↓

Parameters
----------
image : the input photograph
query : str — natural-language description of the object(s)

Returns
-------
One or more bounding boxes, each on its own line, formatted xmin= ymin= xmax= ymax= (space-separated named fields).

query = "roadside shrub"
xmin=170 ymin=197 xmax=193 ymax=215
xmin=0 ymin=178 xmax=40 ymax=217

↑

Description of the task:
The records above are to be restated word for word.

Response area:
Parameters
----------
image : the input photograph
query : str — natural-language description of the object(s)

Returns
-------
One or more bounding boxes, each on its own line, formatted xmin= ymin= xmax= ymax= (space-separated named fields).

query = "roadside shrub"
xmin=170 ymin=197 xmax=193 ymax=215
xmin=0 ymin=178 xmax=40 ymax=217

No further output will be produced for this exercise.